# Stored data entries:
────────────────────
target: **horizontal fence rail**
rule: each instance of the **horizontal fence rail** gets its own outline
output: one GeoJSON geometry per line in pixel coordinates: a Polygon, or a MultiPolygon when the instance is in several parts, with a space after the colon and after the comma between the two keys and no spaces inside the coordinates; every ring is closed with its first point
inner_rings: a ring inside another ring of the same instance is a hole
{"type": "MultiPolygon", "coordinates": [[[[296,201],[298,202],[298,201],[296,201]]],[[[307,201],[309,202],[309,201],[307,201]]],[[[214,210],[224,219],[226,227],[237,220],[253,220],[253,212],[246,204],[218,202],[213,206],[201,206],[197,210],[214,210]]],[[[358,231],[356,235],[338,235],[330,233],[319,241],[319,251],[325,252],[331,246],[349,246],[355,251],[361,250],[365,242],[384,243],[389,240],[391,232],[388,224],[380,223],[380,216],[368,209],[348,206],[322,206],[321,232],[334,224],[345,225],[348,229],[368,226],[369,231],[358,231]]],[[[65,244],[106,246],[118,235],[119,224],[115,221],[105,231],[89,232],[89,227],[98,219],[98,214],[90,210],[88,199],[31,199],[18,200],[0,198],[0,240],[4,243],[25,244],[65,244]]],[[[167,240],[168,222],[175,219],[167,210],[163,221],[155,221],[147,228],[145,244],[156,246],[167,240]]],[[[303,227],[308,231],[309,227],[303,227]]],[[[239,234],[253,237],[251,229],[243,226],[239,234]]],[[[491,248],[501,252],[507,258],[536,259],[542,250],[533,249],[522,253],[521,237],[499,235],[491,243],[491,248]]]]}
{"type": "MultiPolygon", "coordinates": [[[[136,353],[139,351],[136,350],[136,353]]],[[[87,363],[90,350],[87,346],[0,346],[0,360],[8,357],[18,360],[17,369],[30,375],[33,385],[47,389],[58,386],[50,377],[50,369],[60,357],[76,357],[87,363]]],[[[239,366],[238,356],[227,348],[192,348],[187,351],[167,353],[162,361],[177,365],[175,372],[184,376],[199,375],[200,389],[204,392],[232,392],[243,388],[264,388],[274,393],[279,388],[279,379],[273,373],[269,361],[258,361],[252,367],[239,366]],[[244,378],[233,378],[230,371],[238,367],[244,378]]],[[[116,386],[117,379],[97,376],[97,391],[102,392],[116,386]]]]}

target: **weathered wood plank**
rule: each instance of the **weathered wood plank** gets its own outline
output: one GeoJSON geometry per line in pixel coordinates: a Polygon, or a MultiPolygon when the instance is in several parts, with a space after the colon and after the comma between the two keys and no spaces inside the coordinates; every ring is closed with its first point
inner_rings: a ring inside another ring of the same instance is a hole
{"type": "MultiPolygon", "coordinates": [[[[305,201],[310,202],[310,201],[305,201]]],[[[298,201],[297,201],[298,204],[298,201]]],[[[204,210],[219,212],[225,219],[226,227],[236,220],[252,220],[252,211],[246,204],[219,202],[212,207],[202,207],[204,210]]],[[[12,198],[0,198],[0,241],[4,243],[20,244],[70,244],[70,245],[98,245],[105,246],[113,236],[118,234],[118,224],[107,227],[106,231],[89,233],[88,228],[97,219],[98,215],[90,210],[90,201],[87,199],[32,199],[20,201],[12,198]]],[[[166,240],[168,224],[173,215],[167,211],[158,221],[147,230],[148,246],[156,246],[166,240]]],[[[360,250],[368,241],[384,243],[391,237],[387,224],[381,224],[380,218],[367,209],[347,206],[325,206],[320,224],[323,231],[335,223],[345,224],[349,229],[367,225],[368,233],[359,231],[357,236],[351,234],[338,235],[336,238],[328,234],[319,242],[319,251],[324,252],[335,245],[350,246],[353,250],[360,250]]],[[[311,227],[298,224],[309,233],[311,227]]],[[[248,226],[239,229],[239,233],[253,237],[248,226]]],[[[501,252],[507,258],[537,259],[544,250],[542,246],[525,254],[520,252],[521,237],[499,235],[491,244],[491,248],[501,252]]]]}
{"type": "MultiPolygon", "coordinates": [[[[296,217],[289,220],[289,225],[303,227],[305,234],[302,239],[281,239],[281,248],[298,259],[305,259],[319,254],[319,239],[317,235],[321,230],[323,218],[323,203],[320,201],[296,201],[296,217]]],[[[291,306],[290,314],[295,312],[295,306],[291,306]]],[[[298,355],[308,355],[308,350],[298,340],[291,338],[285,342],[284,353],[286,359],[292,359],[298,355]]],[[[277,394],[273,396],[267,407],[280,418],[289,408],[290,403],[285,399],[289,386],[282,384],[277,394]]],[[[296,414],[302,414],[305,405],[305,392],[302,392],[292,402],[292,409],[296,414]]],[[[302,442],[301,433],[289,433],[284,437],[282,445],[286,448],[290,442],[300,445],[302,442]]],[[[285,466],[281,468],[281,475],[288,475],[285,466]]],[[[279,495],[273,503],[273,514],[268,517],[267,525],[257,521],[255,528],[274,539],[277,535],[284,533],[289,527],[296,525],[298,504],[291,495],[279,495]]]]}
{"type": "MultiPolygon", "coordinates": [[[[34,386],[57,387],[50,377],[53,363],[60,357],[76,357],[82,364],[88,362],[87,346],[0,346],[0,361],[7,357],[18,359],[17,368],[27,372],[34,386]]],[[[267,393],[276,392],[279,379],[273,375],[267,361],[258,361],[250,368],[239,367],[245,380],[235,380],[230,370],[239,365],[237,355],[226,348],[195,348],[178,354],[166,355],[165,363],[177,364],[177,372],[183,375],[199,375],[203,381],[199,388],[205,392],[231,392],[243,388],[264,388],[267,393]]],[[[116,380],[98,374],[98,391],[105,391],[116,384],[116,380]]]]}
────────────────────
# Activity:
If a line in the data holds the word "plank", count it, then state the total alone.

# Reply to the task:
2